Texto de lectura.
Hace un par de
días me cité con un amigo para dar una vuelta por la ciudad. Caminamos varias
horas, tratando de charlar, algo que el tráfico impedía en ocasiones. Andábamos
bastante despacio, algo que llega a ser incómodo, porque muchos de los peatones
tenían prisas y las aceras eran estrechas, sobre todo en las calles céntricas.
Por consideración hacia ellos, teníamos que hacernos a un lado con mucha
frecuencia.
Mi amigo habla
en un tono bajo y la intromisión, constante, del tráfico rodado, hacía que
parte de las conversaciones se perdieran, lo que me obligaba a pedirle que
repitiera lo que ya había dicho. Cuando el semáforo se cerraba al tráfico,
llegaba el descanso para los oídos y para el alma.
La mañana era
fresca, como corresponde a un día de Enero, pero a media mañana el sol era
tan lindo, que te abrazaba y te hacía el pasear mucho más agradable. Estaba
claro que lo que es natural, es lo que nos hace sentir bien, no las prisas, no
los ruidos ni los humos. Un día claro, fresco y soleado es un escenario ideal
para disfrutar del paseo, y si es en buena compañía, mejor que mejor; pero el
resto del escenario es bastante artificial, mucho cemento, alquitrán,
edificios, coches, motos, camiones y autobuses. Gente que camina con una prisa
brutal, mucha gente en direcciones y sentidos diferentes, que nos debemos
esquivar.

Ejercicio breve 1.
Transcribe el fragmento del texto sobre el paseo por la ciudad que va desde "Hace un par" hasta "las calles céntricas.", ambos incluidos.
Ejercicio breve 2.
Indica cuántas líneas del listado contienen la palabra "surface". Responde solo con el número.
El texto y el listado no guardan ninguna relación entre sí.

Datos de la tarea.

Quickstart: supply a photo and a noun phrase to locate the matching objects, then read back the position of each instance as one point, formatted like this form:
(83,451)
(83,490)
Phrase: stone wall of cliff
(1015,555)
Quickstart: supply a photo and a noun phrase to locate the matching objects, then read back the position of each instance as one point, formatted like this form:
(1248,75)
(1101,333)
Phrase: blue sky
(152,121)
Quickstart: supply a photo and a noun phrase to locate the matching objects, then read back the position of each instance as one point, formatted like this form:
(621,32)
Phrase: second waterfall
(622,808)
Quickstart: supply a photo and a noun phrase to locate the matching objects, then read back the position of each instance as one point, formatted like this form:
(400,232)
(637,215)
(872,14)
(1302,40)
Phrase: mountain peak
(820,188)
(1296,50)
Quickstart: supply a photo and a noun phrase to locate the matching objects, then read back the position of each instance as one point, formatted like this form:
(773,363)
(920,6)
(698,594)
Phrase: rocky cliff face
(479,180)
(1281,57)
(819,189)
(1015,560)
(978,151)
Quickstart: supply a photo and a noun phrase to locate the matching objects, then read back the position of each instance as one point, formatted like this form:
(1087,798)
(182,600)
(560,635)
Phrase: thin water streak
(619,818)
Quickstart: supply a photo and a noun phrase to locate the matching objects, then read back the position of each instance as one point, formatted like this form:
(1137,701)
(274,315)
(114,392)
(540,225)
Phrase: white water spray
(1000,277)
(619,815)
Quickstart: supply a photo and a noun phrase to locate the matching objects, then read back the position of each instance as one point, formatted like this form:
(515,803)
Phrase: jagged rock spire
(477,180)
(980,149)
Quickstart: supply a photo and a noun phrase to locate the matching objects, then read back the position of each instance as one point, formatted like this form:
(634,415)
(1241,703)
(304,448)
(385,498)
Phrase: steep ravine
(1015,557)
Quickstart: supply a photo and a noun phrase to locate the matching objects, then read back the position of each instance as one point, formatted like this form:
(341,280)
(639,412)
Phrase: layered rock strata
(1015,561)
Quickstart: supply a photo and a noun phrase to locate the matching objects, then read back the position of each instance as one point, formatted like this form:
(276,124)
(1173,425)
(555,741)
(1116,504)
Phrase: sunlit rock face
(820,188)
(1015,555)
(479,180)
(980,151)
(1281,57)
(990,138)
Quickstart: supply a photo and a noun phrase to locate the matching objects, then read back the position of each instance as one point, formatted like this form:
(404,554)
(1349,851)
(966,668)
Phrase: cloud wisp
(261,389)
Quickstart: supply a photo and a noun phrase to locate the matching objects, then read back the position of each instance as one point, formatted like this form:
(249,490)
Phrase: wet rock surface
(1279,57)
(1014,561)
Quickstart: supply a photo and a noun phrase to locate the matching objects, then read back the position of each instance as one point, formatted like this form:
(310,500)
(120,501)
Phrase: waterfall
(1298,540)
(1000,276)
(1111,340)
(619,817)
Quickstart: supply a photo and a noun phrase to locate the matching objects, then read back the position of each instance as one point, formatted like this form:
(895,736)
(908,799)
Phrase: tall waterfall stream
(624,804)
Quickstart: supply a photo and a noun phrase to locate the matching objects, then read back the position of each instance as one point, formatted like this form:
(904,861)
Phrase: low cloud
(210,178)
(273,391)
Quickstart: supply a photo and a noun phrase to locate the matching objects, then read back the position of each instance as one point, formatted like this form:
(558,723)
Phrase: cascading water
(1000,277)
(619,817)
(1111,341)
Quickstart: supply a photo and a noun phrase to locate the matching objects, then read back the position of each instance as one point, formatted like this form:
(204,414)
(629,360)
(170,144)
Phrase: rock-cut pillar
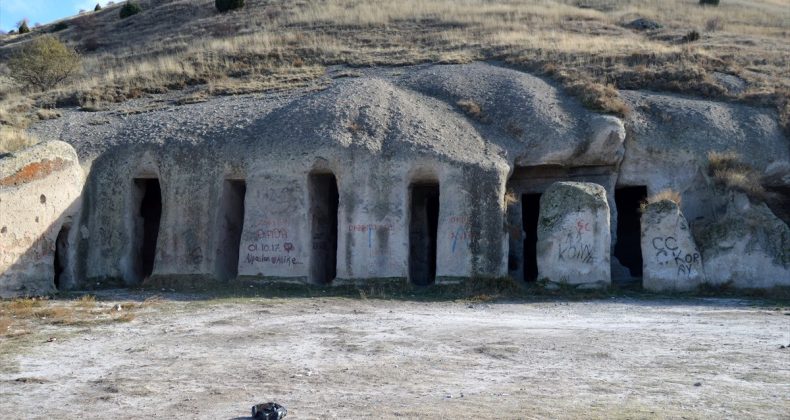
(671,260)
(573,235)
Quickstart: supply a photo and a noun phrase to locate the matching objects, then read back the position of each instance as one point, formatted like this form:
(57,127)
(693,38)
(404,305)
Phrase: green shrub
(130,9)
(23,28)
(43,63)
(225,5)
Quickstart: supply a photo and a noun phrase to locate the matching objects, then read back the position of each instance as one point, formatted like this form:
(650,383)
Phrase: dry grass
(729,171)
(472,109)
(14,139)
(667,194)
(48,114)
(20,316)
(280,44)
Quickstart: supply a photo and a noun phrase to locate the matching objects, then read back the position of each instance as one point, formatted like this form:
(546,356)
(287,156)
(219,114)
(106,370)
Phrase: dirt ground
(181,357)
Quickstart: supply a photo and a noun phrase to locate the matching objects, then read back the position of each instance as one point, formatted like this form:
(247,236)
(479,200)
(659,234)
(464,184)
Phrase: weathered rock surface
(573,235)
(671,260)
(748,247)
(379,135)
(670,137)
(40,189)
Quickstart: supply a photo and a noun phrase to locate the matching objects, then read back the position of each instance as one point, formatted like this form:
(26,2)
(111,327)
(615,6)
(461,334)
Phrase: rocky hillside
(738,50)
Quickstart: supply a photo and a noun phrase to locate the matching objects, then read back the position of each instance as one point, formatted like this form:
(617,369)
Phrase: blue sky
(41,11)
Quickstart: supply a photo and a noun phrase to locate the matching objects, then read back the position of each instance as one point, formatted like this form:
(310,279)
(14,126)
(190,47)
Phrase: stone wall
(40,191)
(573,235)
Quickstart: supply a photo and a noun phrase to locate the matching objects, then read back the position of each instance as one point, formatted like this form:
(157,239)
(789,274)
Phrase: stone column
(670,258)
(574,238)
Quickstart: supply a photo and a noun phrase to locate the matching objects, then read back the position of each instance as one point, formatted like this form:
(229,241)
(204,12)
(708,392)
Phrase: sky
(41,11)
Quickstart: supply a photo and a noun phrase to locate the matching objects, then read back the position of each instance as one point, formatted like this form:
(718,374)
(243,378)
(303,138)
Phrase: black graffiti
(668,248)
(664,244)
(575,251)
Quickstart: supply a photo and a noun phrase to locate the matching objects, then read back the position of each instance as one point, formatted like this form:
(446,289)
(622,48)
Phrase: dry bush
(13,140)
(729,171)
(44,63)
(86,302)
(48,114)
(593,54)
(22,307)
(5,325)
(714,24)
(472,109)
(725,161)
(56,315)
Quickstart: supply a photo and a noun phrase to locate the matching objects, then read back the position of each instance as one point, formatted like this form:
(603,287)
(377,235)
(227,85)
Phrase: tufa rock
(748,247)
(671,260)
(574,236)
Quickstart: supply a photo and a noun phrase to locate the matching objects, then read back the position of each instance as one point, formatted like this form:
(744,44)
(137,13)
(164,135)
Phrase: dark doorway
(151,214)
(231,225)
(423,231)
(324,200)
(530,210)
(628,248)
(61,254)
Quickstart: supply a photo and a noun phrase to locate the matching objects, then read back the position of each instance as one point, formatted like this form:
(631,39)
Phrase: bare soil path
(356,358)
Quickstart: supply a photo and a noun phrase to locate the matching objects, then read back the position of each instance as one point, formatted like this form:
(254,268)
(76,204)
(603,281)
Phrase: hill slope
(588,45)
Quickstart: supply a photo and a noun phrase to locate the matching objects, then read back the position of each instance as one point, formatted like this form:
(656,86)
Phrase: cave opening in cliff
(423,233)
(628,248)
(231,223)
(149,217)
(530,210)
(61,254)
(324,202)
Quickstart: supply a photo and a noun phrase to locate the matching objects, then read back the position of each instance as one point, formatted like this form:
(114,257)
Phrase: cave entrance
(628,248)
(150,214)
(423,232)
(530,210)
(324,201)
(231,225)
(61,254)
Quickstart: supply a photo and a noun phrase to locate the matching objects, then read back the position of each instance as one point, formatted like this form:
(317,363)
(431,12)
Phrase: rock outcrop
(573,235)
(671,260)
(748,247)
(40,189)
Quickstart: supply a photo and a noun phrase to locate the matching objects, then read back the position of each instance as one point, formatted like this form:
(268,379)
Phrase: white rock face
(573,235)
(40,189)
(671,260)
(749,247)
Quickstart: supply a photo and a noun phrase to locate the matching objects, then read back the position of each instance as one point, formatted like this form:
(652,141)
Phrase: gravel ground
(368,358)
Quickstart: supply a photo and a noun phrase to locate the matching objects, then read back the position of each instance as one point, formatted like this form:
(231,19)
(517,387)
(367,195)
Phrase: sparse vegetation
(130,9)
(666,194)
(589,50)
(22,27)
(728,171)
(692,36)
(20,316)
(471,109)
(60,26)
(48,114)
(14,139)
(227,5)
(44,63)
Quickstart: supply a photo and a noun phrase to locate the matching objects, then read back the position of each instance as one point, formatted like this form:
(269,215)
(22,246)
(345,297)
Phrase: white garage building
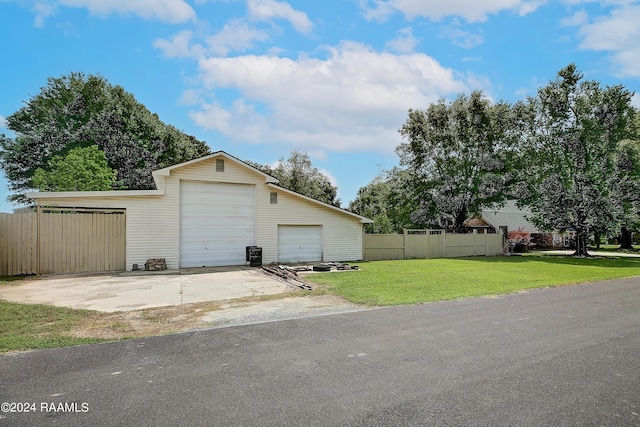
(205,212)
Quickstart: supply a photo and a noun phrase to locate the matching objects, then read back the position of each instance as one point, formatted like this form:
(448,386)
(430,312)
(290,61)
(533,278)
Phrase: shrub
(519,240)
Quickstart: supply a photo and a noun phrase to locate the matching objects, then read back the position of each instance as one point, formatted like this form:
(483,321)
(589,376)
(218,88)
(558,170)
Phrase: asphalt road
(549,357)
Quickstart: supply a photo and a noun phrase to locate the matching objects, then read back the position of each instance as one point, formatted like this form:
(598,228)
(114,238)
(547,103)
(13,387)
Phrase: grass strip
(382,283)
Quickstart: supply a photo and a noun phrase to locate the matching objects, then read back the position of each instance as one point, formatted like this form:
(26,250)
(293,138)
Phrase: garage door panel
(216,223)
(299,243)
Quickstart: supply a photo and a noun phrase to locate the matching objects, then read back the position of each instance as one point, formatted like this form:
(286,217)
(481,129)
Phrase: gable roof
(362,219)
(167,171)
(510,216)
(159,177)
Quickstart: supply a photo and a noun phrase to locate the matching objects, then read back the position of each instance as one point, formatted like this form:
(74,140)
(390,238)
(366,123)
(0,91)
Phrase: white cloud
(460,37)
(265,10)
(235,36)
(355,99)
(179,46)
(617,33)
(174,11)
(471,11)
(42,11)
(405,42)
(577,19)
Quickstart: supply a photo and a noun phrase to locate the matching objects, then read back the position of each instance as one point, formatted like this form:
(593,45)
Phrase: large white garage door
(216,223)
(299,243)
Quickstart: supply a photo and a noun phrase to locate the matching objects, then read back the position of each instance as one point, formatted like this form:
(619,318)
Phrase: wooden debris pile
(154,264)
(287,275)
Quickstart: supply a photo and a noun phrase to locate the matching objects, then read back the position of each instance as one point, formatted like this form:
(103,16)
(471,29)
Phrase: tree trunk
(625,239)
(581,245)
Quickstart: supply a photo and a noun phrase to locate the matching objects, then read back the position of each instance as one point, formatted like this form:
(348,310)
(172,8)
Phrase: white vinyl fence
(430,244)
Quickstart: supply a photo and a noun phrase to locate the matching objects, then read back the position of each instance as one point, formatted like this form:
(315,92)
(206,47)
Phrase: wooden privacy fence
(62,242)
(430,244)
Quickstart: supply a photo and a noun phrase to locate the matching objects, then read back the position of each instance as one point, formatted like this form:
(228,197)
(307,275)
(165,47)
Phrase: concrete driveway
(125,291)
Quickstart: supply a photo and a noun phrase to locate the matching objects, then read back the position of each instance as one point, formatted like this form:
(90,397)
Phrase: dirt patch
(185,317)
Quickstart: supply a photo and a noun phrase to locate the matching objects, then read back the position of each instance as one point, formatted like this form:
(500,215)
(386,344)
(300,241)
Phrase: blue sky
(333,78)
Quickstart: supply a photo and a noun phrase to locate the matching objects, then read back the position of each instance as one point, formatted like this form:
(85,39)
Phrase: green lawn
(416,281)
(31,326)
(27,326)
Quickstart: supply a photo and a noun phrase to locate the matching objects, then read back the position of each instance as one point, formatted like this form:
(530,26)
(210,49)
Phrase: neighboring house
(512,218)
(479,225)
(205,212)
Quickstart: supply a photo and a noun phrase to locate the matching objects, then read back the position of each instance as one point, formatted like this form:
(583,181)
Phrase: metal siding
(152,228)
(342,234)
(299,243)
(216,223)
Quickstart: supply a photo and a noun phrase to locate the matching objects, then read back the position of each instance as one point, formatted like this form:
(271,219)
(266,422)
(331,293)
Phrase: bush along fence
(430,244)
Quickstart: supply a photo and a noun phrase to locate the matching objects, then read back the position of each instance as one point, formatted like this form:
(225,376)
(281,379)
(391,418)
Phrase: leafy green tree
(458,156)
(625,190)
(83,169)
(387,201)
(578,126)
(76,110)
(298,174)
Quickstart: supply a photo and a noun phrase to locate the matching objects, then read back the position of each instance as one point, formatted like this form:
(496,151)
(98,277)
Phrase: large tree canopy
(298,174)
(83,169)
(77,111)
(387,200)
(572,172)
(458,154)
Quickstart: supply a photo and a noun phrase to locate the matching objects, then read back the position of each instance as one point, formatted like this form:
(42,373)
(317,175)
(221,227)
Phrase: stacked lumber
(287,275)
(154,264)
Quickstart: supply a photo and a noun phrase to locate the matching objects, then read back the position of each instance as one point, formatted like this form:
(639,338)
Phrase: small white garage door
(216,223)
(299,243)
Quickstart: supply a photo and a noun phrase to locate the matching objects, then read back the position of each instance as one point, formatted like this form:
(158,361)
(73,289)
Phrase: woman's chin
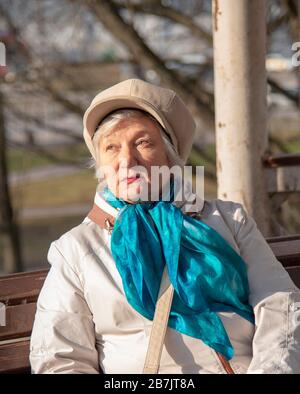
(134,192)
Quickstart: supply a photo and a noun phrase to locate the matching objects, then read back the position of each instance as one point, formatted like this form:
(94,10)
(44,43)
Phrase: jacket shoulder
(77,242)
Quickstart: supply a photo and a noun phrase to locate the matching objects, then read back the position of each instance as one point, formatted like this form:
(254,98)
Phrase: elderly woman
(234,307)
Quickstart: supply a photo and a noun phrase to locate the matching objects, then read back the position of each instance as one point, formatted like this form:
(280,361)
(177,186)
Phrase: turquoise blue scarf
(207,274)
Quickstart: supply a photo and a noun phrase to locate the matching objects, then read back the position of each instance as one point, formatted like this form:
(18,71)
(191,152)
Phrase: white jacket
(84,323)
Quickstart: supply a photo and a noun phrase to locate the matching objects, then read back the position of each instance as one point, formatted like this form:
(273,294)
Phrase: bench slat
(14,358)
(21,288)
(19,321)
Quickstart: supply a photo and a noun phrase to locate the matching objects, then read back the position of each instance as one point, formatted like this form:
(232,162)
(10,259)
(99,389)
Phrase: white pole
(239,30)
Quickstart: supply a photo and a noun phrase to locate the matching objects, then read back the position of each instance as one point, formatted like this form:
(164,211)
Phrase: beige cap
(163,104)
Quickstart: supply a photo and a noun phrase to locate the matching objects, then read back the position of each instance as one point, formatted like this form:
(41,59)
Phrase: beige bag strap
(159,326)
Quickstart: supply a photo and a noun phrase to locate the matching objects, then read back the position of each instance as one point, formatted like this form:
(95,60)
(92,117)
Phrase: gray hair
(106,126)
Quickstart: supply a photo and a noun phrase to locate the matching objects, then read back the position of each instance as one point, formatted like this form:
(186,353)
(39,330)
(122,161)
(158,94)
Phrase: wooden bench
(19,292)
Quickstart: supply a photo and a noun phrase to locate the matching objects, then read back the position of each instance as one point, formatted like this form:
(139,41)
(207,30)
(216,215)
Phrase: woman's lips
(131,180)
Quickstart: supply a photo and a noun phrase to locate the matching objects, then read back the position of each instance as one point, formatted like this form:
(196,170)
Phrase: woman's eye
(110,147)
(143,142)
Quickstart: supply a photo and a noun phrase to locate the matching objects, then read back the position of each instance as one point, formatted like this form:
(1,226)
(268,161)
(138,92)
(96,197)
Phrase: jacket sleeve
(275,299)
(63,336)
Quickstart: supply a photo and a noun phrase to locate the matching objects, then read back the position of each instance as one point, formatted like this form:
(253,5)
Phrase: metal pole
(239,30)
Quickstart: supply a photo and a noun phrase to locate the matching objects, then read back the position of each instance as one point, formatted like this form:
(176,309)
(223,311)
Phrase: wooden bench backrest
(19,292)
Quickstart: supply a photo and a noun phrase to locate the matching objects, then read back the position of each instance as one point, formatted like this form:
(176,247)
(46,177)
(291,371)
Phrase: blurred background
(60,53)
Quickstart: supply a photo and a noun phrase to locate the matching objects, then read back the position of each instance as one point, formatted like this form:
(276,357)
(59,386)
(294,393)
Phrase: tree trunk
(8,226)
(239,29)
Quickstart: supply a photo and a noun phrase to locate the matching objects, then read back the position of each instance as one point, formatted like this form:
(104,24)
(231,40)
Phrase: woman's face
(132,142)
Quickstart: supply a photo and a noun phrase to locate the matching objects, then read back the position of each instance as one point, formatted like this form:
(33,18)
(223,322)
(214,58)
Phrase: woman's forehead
(132,127)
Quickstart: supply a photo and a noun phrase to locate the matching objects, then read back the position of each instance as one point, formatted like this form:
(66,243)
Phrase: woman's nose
(127,157)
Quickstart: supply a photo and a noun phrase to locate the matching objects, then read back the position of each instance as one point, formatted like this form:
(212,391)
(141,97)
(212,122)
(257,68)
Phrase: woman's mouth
(131,179)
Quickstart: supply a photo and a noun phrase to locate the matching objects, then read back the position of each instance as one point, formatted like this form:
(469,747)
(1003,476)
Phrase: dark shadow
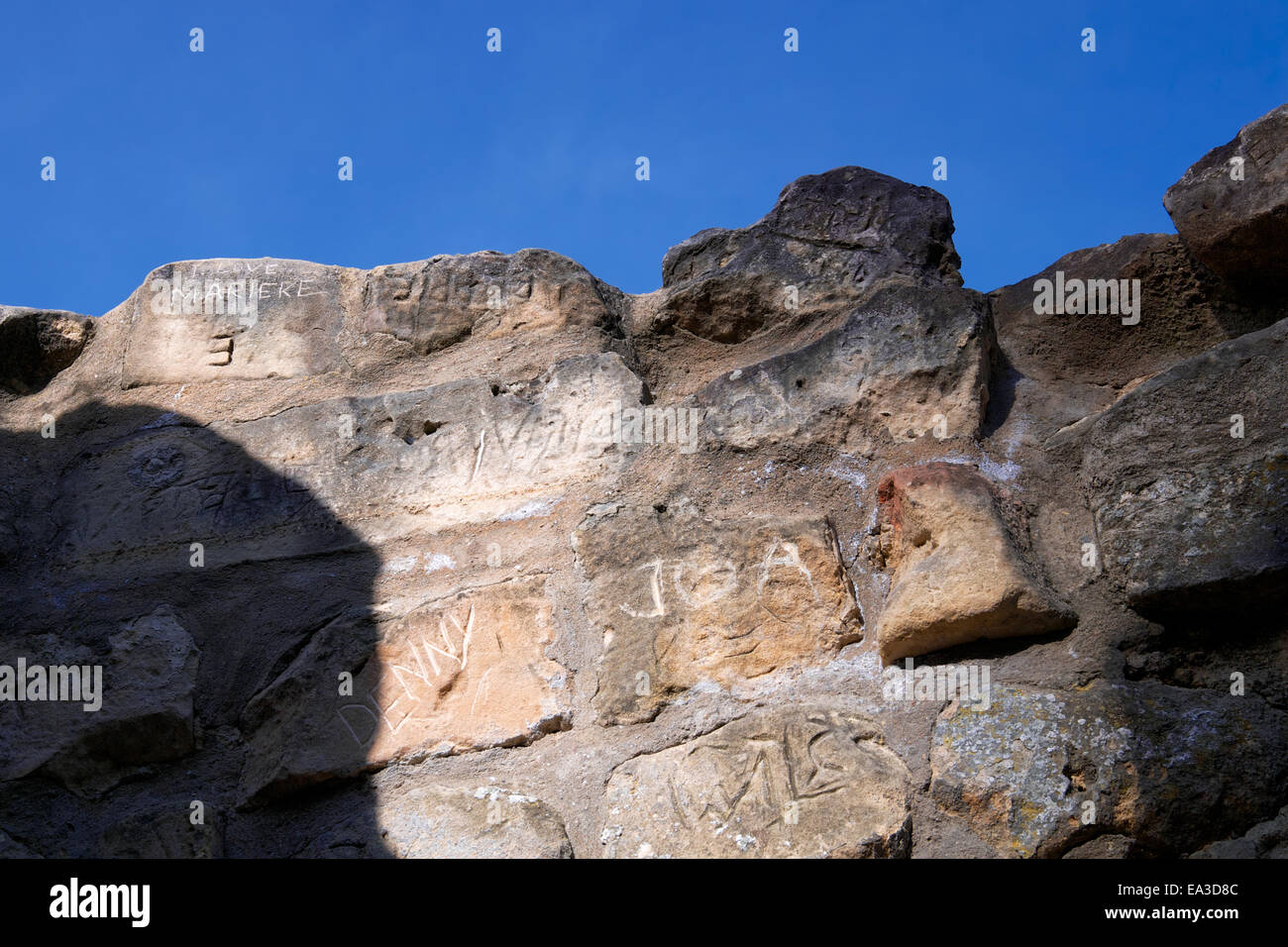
(1004,379)
(220,671)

Solución del ejercicio 1.
Hace un par de
días me cité con un amigo para dar una vuelta por la ciudad. Caminamos varias
horas, tratando de charlar, algo que el tráfico impedía en ocasiones. Andábamos
bastante despacio, algo que llega a ser incómodo, porque muchos de los peatones
tenían prisas y las aceras eran estrechas, sobre todo en las calles céntricas.

Solución del ejercicio 2.
2